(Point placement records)

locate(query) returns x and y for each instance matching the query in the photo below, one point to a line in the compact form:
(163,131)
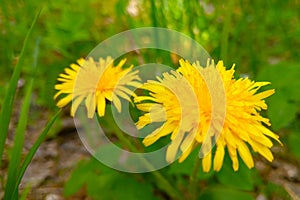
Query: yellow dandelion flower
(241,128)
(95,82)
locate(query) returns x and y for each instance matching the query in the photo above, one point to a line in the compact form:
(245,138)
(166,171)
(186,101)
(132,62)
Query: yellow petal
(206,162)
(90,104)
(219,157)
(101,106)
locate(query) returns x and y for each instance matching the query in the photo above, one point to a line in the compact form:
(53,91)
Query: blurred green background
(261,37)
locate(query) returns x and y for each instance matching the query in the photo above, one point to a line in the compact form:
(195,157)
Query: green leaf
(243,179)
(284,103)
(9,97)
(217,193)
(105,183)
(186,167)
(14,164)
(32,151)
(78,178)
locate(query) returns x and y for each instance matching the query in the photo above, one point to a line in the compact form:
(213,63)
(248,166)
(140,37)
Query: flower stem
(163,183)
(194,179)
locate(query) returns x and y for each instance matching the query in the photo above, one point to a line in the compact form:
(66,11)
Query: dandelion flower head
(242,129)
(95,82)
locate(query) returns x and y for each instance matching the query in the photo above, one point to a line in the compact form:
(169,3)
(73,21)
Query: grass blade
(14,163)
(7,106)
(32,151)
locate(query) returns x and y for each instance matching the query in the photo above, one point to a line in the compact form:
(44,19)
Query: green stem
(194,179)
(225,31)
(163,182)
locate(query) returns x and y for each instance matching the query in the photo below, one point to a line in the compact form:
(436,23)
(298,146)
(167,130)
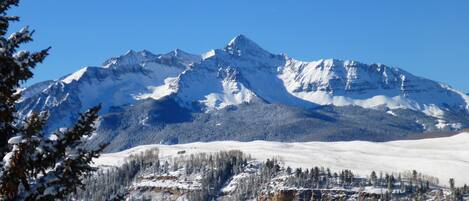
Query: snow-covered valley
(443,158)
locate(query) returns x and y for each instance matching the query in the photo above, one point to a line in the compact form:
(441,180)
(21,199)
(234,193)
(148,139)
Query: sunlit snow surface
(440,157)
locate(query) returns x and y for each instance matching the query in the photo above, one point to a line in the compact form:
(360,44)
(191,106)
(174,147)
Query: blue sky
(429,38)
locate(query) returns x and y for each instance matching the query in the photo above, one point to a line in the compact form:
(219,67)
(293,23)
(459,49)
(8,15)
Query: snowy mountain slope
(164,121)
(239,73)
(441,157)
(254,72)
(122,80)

--

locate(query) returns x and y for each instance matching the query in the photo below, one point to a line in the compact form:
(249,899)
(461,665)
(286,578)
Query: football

» GOAL
Which of the lines above contain the string "flower"? Pull out each of those lines in full, treating case as significant.

» THE REPLY
Query: yellow dandelion flower
Query: flower stem
Query: dandelion flower head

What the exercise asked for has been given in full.